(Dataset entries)
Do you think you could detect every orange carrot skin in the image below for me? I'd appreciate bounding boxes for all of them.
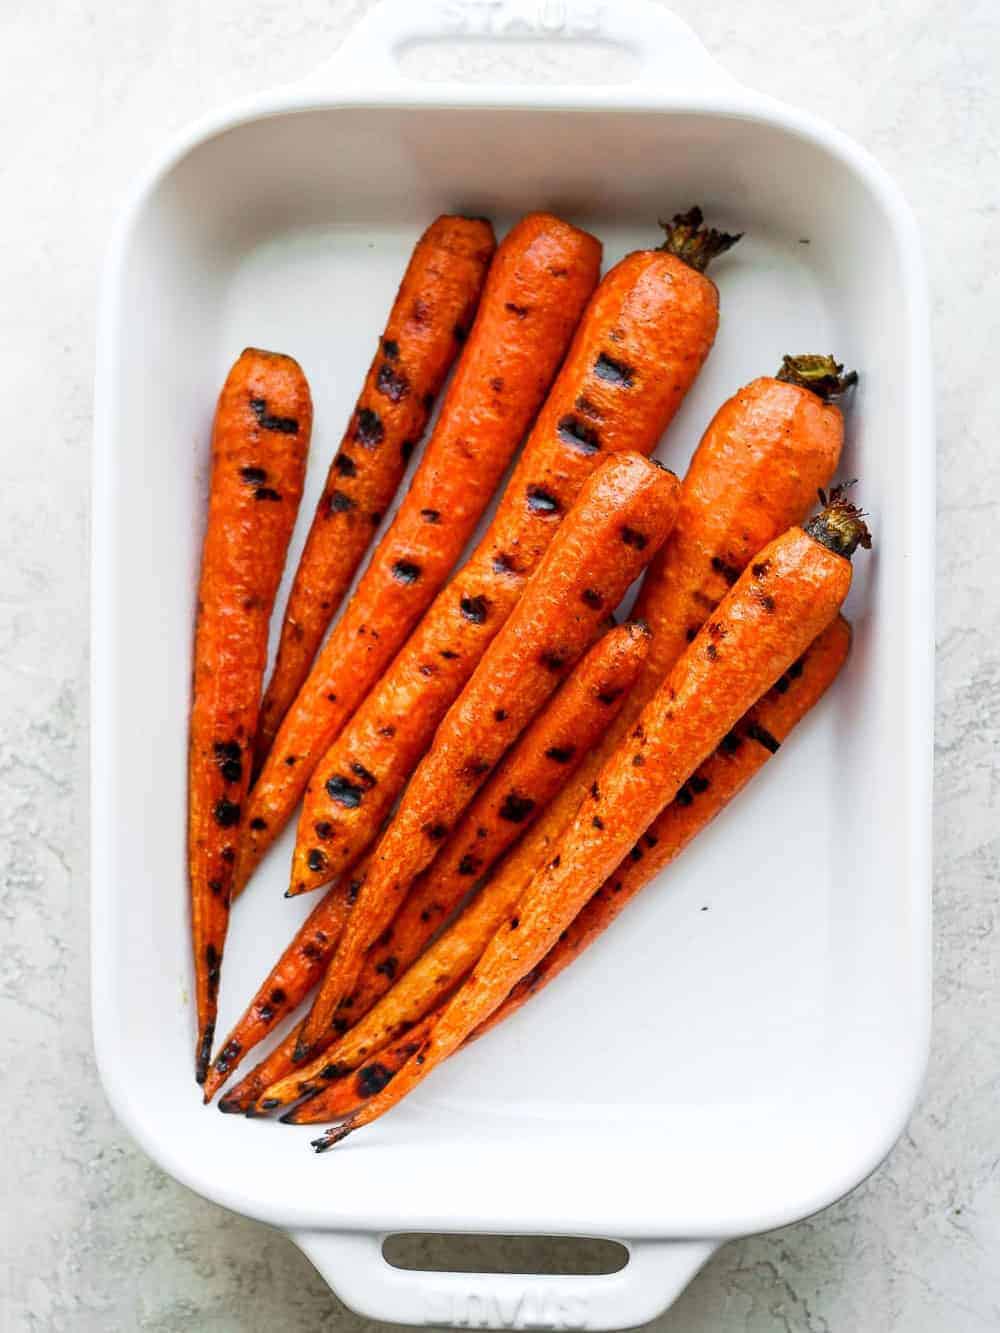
[317,516,859,1141]
[254,218,496,771]
[474,615,852,1040]
[350,623,650,1018]
[189,349,312,1082]
[212,625,647,1105]
[297,454,680,1055]
[235,215,602,892]
[290,246,721,895]
[281,1010,441,1124]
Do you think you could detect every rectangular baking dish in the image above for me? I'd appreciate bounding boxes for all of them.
[92,1,933,1325]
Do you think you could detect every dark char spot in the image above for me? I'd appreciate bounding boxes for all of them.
[752,559,771,579]
[493,553,516,575]
[581,588,604,609]
[250,397,299,434]
[527,486,559,514]
[421,508,441,524]
[592,815,605,830]
[351,761,377,789]
[284,754,298,766]
[499,792,535,823]
[254,487,282,502]
[747,723,781,754]
[504,302,529,318]
[382,338,399,360]
[220,846,236,864]
[540,648,568,671]
[494,709,507,722]
[706,643,718,660]
[392,559,421,584]
[557,414,601,454]
[685,626,699,643]
[690,775,710,794]
[424,822,449,841]
[314,820,333,840]
[575,394,603,419]
[621,526,648,550]
[208,878,223,895]
[460,595,490,624]
[325,776,364,808]
[307,849,327,874]
[249,816,267,831]
[354,407,384,447]
[239,465,267,484]
[545,745,575,764]
[458,854,481,876]
[594,352,634,387]
[597,687,624,705]
[720,731,743,755]
[213,798,241,828]
[334,452,357,477]
[374,956,398,980]
[328,489,355,514]
[377,363,409,402]
[213,740,243,784]
[357,1062,394,1097]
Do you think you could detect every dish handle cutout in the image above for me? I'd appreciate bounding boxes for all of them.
[293,1229,720,1329]
[305,0,743,99]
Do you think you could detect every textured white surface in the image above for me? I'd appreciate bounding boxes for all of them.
[1,0,996,1329]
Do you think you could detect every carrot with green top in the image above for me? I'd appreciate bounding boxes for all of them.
[254,216,496,770]
[188,349,312,1083]
[311,491,870,1146]
[296,453,681,1059]
[235,213,602,893]
[289,208,737,896]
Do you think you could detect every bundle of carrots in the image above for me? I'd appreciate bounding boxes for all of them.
[186,206,869,1147]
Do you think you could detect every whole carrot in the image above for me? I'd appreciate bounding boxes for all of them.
[290,208,737,896]
[312,492,871,1145]
[473,615,852,1039]
[477,354,855,908]
[280,616,850,1120]
[189,349,312,1083]
[207,623,646,1104]
[296,453,680,1057]
[254,217,496,770]
[235,214,602,893]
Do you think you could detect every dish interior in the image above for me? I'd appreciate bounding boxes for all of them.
[95,104,927,1234]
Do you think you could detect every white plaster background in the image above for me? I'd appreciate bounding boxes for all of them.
[1,0,997,1328]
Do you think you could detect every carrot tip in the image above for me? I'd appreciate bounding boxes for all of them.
[217,1098,242,1115]
[311,1120,354,1153]
[195,1024,215,1085]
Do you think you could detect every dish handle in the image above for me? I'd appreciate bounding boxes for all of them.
[292,1229,720,1329]
[311,0,741,100]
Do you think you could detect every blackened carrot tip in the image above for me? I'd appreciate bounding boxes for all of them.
[776,354,859,401]
[195,1024,214,1086]
[217,1098,242,1115]
[312,1119,354,1153]
[657,206,742,273]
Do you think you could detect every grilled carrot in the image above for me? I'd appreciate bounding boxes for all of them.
[473,614,852,1040]
[208,624,645,1104]
[253,217,496,771]
[311,492,871,1145]
[470,353,856,910]
[189,349,312,1083]
[235,214,602,893]
[351,622,650,1015]
[290,208,736,896]
[278,617,850,1118]
[296,453,680,1057]
[280,1010,441,1124]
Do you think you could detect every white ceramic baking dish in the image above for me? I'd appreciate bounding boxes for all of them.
[92,0,934,1325]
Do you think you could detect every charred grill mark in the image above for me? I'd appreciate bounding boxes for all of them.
[357,1062,394,1097]
[719,731,742,754]
[213,798,241,828]
[540,648,569,671]
[284,754,298,766]
[254,487,282,502]
[597,687,624,705]
[249,816,267,830]
[220,846,236,864]
[250,397,299,434]
[440,648,459,660]
[423,822,449,841]
[690,775,710,794]
[351,761,377,789]
[391,559,421,584]
[213,740,243,784]
[334,452,357,477]
[239,465,267,484]
[499,792,535,823]
[556,414,601,454]
[593,353,634,387]
[575,394,603,419]
[460,595,490,624]
[545,745,574,763]
[376,363,409,401]
[494,709,507,722]
[685,626,699,643]
[526,486,559,514]
[751,559,771,580]
[374,956,398,980]
[205,943,221,996]
[706,643,719,661]
[328,489,355,514]
[420,508,441,524]
[592,815,605,830]
[382,338,399,359]
[581,588,604,609]
[354,407,384,448]
[458,853,482,876]
[747,722,781,754]
[307,848,327,874]
[492,553,516,575]
[314,821,333,840]
[325,775,365,808]
[621,526,648,550]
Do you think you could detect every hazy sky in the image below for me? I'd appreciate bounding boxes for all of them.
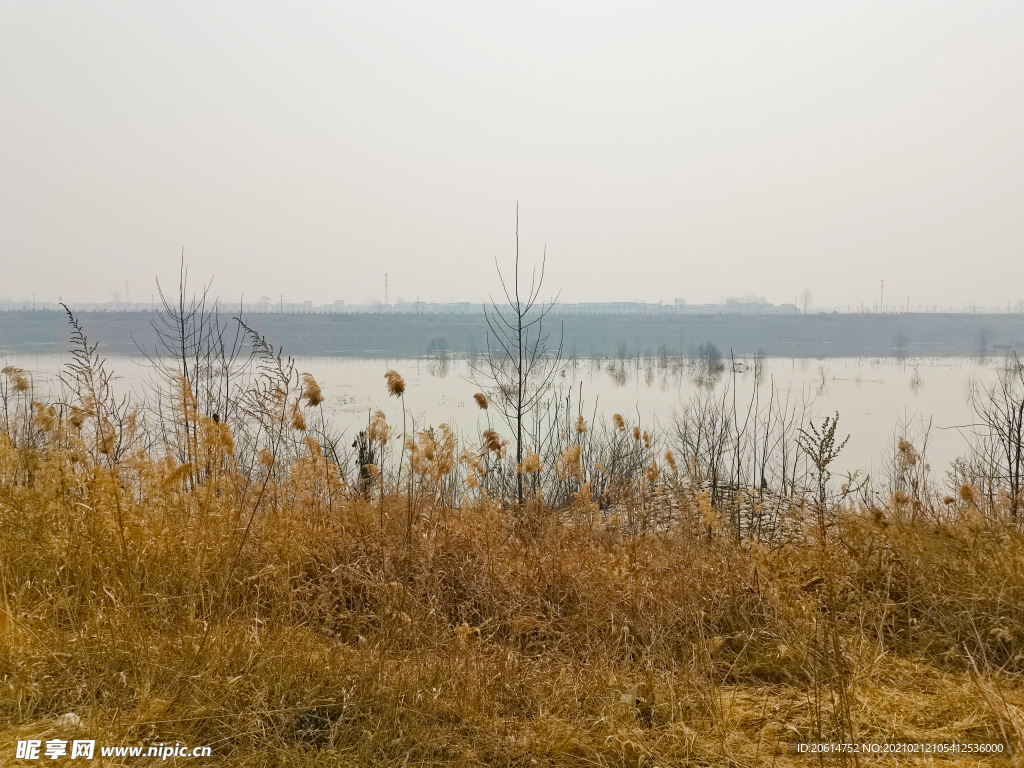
[2,1,1022,307]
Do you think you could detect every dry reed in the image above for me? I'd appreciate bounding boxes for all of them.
[1,343,1022,767]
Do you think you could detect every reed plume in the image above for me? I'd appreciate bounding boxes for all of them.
[482,429,507,458]
[32,402,57,432]
[259,448,275,467]
[518,448,542,475]
[384,370,406,397]
[459,448,485,488]
[897,438,918,469]
[208,417,235,456]
[1,366,30,392]
[68,406,86,430]
[663,447,677,472]
[384,369,409,485]
[473,392,488,410]
[301,373,324,406]
[367,410,391,445]
[290,401,307,431]
[556,443,583,480]
[407,425,455,481]
[959,483,976,503]
[304,435,322,458]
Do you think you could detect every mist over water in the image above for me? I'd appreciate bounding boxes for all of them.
[2,351,1002,480]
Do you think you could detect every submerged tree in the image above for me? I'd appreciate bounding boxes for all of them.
[470,206,565,503]
[968,353,1024,521]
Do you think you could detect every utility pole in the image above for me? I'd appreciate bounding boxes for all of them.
[280,294,283,313]
[385,273,389,305]
[126,282,130,304]
[880,280,884,313]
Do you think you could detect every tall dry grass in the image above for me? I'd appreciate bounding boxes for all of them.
[1,322,1023,766]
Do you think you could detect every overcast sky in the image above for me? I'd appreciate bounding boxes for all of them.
[2,1,1022,308]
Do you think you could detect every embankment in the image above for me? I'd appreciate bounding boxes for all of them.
[2,310,1022,357]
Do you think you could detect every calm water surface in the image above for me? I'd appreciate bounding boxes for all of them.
[2,352,1005,478]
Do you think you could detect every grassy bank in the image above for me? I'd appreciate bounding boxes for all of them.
[1,324,1023,766]
[3,459,1022,766]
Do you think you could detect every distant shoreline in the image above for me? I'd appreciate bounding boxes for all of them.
[1,310,1022,359]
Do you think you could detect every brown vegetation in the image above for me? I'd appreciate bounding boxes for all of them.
[1,309,1023,766]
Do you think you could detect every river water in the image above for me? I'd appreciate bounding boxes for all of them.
[1,352,1007,479]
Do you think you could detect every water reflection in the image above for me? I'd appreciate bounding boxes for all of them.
[428,357,452,378]
[816,364,832,395]
[910,368,924,394]
[753,352,766,386]
[0,350,1006,475]
[427,338,452,378]
[609,362,628,387]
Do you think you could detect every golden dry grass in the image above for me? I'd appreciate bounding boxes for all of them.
[1,368,1023,766]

### Exercise description
All entries should be reproduced exactly; no picture belongs in the result.

### Finished exercise
Do you think you could detect every orange carrot skin in the image below for me? I'd appreciate bounding boxes for all of them.
[317,516,859,1141]
[254,218,496,771]
[474,615,852,1040]
[350,623,650,1018]
[189,349,312,1082]
[212,625,647,1105]
[297,454,680,1055]
[235,215,602,892]
[290,246,721,895]
[281,1010,441,1124]
Do you think you could detect every rectangular baking dish in the image above for me? I'd appreciate bounding boxes for all of them.
[92,1,933,1325]
Do you think you could detect every dark char spot in the image above for me? I'd appreciate bounding boxes for all of them.
[752,559,771,579]
[493,553,516,575]
[581,588,604,609]
[250,397,299,434]
[527,486,559,514]
[421,508,441,524]
[592,815,605,830]
[351,761,377,789]
[284,754,298,766]
[499,792,535,823]
[254,487,282,502]
[747,723,781,754]
[504,302,529,318]
[382,338,399,360]
[220,846,236,864]
[540,648,568,671]
[494,709,507,722]
[706,643,718,660]
[392,559,421,584]
[557,414,601,454]
[685,626,699,643]
[690,775,710,794]
[424,822,449,841]
[314,820,333,840]
[575,394,603,419]
[621,526,648,550]
[208,878,223,895]
[460,595,490,624]
[325,776,364,808]
[307,849,327,874]
[249,816,267,831]
[354,407,384,447]
[239,465,267,484]
[545,745,575,764]
[458,854,481,876]
[594,352,634,387]
[597,687,624,705]
[720,731,743,755]
[213,798,241,828]
[334,452,357,477]
[374,956,398,980]
[328,489,355,514]
[377,363,409,402]
[213,740,243,784]
[357,1062,394,1097]
Do you think you could detect every dish handle cutout in the image above for me? I'd appreciate bounding boxes for all of them.
[293,1229,720,1329]
[305,0,743,99]
Do you think you could detect every textured white surface in the image above for me? I'd appreciate bounding boxes for all of them.
[1,0,996,1329]
Do you think you could detect every carrot with green top in the image above for me? I'd appreciate bounding boxes for all of them.
[254,216,496,770]
[188,349,312,1083]
[311,491,870,1146]
[296,453,681,1059]
[235,213,602,893]
[289,208,737,896]
Do you think you could detect every bundle of carrots in the image above for me? I'd appreciate bounding boxes for all of them.
[186,206,869,1147]
Do you think you could detect every whole carrot in the image above for me? I'd appreciate bounding boxes for all of them.
[290,208,737,896]
[312,492,871,1145]
[473,615,852,1039]
[477,354,855,908]
[280,616,850,1120]
[189,349,312,1083]
[207,623,646,1104]
[296,453,680,1057]
[254,217,496,770]
[235,214,602,893]
Do you think you could detect every dish interior in the image above for me? I'd appreciate bounding boxes for all of them.
[95,104,927,1234]
Do you think you could detect every white plaster background in the image above for me? I'd appreciate bounding boxes for all of them.
[1,0,997,1328]
Do you think you could detect every carrot tip in the image above for me? I'd appreciate bounding boxes for all of them.
[217,1098,242,1115]
[311,1120,354,1153]
[195,1024,215,1085]
Do you think you could detect every dish handle in the image above for me? I'd appreciate bounding boxes for all of them.
[292,1229,720,1329]
[311,0,741,100]
Do you think you could detect every blackened carrot tip in the image above for me? I'd appreciate bounding boxes for all of them.
[776,354,859,401]
[195,1024,214,1086]
[217,1098,242,1115]
[312,1119,354,1153]
[657,206,742,273]
Do you think you could detect every grilled carrot in the image above for me? I'd appreciate bounding boxes for all of them.
[473,614,852,1040]
[208,624,645,1104]
[253,217,496,771]
[311,492,871,1145]
[470,353,856,910]
[189,349,312,1083]
[235,214,602,893]
[351,622,650,1015]
[290,208,736,896]
[278,617,850,1118]
[296,453,680,1057]
[280,1010,441,1124]
Do you think you could detect every white ceramic baking dish in the image above for me? I'd appreciate bounding boxes for all of them.
[92,0,934,1325]
Do you think you could detect every charred grill mark in the image above for me? I'd appreciate bounding boxes for all of them.
[357,1062,394,1097]
[719,731,742,754]
[213,798,241,828]
[540,648,569,671]
[284,754,298,766]
[254,487,282,502]
[597,687,624,705]
[249,816,267,830]
[220,846,236,864]
[250,397,299,434]
[440,648,459,660]
[423,822,449,841]
[690,775,710,794]
[351,761,377,789]
[391,559,421,584]
[213,740,243,784]
[334,452,357,477]
[239,465,267,484]
[499,792,535,823]
[556,414,601,454]
[593,353,634,387]
[575,394,603,419]
[460,595,490,624]
[545,745,574,763]
[376,363,409,401]
[494,709,507,722]
[685,626,699,643]
[526,486,559,514]
[751,559,771,580]
[374,956,398,980]
[205,943,221,996]
[706,643,719,661]
[328,489,355,514]
[420,508,441,524]
[592,815,605,830]
[382,338,399,359]
[581,588,604,609]
[354,407,384,448]
[458,853,482,876]
[747,722,781,754]
[307,848,327,874]
[492,553,516,575]
[314,821,333,840]
[325,775,365,808]
[621,526,648,550]
Do you think you could detect every hazy sky in the image below for me? I'd appreciate bounding boxes for all of them.
[2,1,1022,307]
Do you think you could detect every dry reed in the image above for me? I'd appreciate bounding boxes for all of them.
[1,343,1022,767]
Do you think you could detect every reed plume in the image above for me? I'd appreciate bounding boxes for all of them.
[482,429,507,458]
[32,402,57,432]
[259,448,275,467]
[518,448,542,475]
[384,370,406,397]
[459,448,485,488]
[897,438,918,469]
[208,417,235,456]
[1,366,30,392]
[68,406,86,430]
[663,447,677,472]
[384,369,409,485]
[473,392,488,410]
[301,373,324,406]
[367,410,391,445]
[290,401,307,431]
[556,443,583,480]
[407,425,455,481]
[959,483,976,503]
[304,435,322,458]
Do you think you could detect every mist over water in the image above for me? I'd appreciate bounding boxes for all of them.
[2,351,1002,480]
Do you think you could detect every submerged tree in the image above for me? I'd appreciate bounding boxes for all of them.
[470,206,565,503]
[968,353,1024,521]
Do you think you could detect every utility pole in the image above for me? I'd appreciate bounding boxes for all of them.
[280,294,283,313]
[385,273,389,305]
[126,282,130,304]
[880,280,884,313]
Do you think you could detect every tall dry grass in the image above for me? I'd appreciate bounding boxes for all of them.
[1,322,1023,766]
Do you think you could detect every overcast sky in the image above for me? I'd appreciate bounding boxes for all of them.
[2,1,1022,308]
Do you think you could detect every embankment in the image above for me? I'd appreciate bounding boxes for all of them.
[2,310,1022,357]
Do you think you could detect every calm water surface in the image above for me? I'd appreciate bounding boxes for all of them.
[2,352,1005,478]
Do you think you could detect every grassy bank in the image above for me? I'd appreciate bounding boxes for all of them.
[1,324,1023,766]
[3,459,1022,766]
Do you think you could detect every distant shoreline in the image above for me? I'd appreciate bounding boxes for all of them.
[1,310,1022,359]
Do you think you could detect every brown vegetation in the image above for me? I'd appreciate bounding boxes for all of them.
[1,309,1023,766]
Do you think you could detect every river water in the image above for me? I'd appreciate bounding boxes for all of them.
[1,352,1007,479]
Do you think you could detect every water reflection in the image above for me? I'd appreciate bounding boxes for all of them.
[428,357,452,378]
[816,364,832,395]
[910,368,924,394]
[753,352,766,386]
[0,350,1006,475]
[427,338,452,378]
[609,362,628,387]
Do you think you could detect every golden dry grass in the image above for me? I'd appreciate bounding boxes for all of them.
[1,368,1023,766]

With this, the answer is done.